Document segment:
►

Then, Trump added insult to injury.

"Since he signed his contract, they found out that he took drugs,” he blustered. “He actually admitted that he took drugs. Now, he's not taking drugs anymore, and, without the drugs, he's a less-than-average player. I don't think he's an asset; I think he's a liability to the Yankees. They're paying him $30 million a year, and he strikes out every time he comes up in a play-off game."

To be fair to Trump, many baseball fans (even those who root for the Yankees) agree with his assessment -- that A-Rod is overpaid and overrated and has underdelivered when it really counts.

Rodriguez has already earned at least a half-billion dollars over his baseball career, and his present gargantuan contract runs for another five years.

However, a day before Trump's broadsides, Rodriguez received support from a most unlikely source -- Kobe Bryant, the superstar NBA guard for the Los Angeles Lakers.

Reacting to his friend A-Rod's removal from the Yankee lineup during their play-off series against the Detroit Tigers, Bryant lamented that such a measure would “hurt” team morale and that he would call Rodriguez to commiserate (which Bryant apparently did).

◄

Entries supplied:
►

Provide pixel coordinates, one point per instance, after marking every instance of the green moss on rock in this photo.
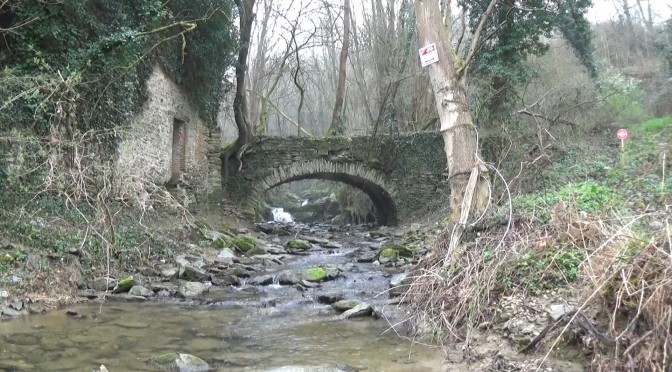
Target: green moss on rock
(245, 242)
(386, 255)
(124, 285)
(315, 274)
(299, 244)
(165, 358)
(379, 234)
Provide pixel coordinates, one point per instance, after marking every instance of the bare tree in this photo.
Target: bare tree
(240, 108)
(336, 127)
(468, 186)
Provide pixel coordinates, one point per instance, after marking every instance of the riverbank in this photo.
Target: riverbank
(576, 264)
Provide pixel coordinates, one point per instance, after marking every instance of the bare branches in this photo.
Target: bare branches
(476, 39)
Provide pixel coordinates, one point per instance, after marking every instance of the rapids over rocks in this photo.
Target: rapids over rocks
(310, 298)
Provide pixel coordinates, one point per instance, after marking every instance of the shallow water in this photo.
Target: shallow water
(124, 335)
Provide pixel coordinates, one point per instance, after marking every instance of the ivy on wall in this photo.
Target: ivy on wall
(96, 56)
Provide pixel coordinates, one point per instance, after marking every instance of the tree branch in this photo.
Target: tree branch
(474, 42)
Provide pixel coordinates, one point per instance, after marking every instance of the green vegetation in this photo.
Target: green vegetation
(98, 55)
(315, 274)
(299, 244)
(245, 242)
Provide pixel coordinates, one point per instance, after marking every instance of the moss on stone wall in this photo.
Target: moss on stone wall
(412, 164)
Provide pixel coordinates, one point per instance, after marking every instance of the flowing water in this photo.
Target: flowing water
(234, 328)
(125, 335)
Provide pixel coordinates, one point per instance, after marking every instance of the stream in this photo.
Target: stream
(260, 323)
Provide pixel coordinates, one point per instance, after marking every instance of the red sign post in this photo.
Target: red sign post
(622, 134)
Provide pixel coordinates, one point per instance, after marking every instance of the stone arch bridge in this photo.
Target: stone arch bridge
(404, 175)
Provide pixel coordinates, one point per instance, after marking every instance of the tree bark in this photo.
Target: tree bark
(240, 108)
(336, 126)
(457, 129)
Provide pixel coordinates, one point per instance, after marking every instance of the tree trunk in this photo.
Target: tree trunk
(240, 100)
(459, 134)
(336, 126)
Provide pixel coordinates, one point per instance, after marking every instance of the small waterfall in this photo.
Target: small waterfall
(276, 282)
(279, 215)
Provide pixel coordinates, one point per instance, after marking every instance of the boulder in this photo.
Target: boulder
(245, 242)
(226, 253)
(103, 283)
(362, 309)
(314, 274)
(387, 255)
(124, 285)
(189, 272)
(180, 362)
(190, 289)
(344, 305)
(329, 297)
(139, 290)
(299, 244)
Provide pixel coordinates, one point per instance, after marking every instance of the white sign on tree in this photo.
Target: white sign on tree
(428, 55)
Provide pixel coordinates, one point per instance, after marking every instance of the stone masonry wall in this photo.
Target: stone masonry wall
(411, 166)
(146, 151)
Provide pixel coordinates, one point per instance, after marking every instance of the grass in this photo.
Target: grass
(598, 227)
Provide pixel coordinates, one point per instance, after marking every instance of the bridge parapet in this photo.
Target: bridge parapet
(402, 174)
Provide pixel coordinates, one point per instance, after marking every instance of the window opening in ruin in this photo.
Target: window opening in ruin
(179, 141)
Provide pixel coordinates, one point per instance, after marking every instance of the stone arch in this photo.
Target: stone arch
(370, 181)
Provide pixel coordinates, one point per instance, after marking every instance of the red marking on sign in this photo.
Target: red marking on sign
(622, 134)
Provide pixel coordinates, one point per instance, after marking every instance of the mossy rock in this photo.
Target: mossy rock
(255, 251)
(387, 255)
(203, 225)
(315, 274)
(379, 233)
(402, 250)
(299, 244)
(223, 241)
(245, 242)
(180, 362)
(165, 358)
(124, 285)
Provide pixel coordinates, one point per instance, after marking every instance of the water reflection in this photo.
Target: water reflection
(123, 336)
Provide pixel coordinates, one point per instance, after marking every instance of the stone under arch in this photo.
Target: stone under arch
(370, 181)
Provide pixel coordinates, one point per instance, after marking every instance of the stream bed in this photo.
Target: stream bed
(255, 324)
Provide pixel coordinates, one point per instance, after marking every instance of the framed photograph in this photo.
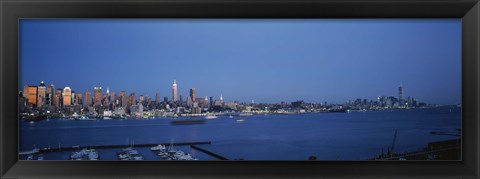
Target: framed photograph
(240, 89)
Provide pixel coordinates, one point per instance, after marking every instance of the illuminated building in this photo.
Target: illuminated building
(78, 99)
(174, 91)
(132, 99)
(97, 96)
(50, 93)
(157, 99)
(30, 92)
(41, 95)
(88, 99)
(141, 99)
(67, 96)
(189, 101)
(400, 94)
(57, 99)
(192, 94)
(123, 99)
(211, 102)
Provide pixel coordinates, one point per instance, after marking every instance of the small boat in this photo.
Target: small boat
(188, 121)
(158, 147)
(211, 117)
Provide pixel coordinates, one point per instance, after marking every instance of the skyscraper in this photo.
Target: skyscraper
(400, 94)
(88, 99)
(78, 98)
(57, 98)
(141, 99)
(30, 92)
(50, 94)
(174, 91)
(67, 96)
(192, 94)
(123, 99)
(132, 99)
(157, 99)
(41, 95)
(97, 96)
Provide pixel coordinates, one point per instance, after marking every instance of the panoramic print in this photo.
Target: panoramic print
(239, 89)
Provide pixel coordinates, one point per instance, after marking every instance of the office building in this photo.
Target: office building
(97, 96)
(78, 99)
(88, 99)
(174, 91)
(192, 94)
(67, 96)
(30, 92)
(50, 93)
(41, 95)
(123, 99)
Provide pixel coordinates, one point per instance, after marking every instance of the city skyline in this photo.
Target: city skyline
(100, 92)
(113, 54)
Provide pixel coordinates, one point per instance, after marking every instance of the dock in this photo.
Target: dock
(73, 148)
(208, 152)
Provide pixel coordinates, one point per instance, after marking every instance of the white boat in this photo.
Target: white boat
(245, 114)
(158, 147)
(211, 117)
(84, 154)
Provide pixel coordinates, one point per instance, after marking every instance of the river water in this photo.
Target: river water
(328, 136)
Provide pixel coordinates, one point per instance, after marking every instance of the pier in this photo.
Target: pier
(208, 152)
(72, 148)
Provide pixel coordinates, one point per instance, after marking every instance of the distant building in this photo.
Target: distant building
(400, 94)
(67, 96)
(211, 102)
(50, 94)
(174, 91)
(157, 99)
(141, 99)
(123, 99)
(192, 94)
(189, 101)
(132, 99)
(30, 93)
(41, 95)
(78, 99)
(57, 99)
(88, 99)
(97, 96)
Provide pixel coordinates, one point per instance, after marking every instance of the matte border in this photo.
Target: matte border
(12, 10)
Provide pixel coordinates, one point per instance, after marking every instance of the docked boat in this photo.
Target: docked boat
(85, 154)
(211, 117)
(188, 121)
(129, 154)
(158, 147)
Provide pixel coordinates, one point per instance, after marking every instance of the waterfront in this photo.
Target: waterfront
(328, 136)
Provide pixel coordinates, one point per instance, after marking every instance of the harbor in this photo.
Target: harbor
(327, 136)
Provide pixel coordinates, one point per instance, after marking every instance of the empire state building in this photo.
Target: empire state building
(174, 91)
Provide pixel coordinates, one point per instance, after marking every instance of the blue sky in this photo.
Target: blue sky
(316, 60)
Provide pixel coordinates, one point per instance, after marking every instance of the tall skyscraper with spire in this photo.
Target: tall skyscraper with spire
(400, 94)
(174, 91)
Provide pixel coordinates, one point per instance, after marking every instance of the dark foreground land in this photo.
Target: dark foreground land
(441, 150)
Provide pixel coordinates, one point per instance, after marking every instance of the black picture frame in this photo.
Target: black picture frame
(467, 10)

◄
►

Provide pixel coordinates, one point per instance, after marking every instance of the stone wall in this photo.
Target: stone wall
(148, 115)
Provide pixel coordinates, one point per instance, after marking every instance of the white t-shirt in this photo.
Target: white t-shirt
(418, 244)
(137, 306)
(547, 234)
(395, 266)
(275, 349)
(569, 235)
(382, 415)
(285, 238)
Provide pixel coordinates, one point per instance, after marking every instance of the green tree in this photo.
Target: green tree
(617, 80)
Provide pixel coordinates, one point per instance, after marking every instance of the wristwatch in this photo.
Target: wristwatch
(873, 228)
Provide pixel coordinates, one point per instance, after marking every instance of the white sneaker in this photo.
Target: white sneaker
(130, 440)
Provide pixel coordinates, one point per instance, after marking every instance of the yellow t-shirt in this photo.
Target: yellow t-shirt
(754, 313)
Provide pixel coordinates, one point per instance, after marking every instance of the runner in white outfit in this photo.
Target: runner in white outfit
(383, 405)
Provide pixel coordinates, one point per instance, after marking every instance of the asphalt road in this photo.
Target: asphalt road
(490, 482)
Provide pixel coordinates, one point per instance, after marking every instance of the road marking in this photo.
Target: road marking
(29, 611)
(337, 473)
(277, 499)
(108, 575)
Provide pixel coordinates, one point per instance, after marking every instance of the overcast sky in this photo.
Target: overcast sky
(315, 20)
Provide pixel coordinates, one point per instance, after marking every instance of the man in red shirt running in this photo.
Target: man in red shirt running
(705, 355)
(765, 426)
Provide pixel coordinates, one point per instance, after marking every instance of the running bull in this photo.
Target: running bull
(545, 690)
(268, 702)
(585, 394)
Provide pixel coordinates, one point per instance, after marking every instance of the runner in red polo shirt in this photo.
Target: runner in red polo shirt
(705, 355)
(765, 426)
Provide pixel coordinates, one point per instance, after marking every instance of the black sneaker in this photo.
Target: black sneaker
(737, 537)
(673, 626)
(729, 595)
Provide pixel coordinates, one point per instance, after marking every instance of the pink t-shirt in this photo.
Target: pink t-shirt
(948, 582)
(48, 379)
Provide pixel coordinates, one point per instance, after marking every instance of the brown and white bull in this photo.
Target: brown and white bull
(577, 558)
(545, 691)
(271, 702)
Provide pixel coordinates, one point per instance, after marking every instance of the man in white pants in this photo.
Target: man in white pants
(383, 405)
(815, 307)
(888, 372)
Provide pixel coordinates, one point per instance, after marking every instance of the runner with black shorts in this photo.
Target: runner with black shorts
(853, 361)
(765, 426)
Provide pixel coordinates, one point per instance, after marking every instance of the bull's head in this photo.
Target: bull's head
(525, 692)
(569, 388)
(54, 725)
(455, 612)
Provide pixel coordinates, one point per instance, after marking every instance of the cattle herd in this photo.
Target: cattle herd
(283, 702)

◄

What you need to do:
Please state how much longer Rodriguez's present contract runs, according to the A-Rod passage. The records stand apart from the A-Rod passage as separate material.

Response for this exercise:
Another five years.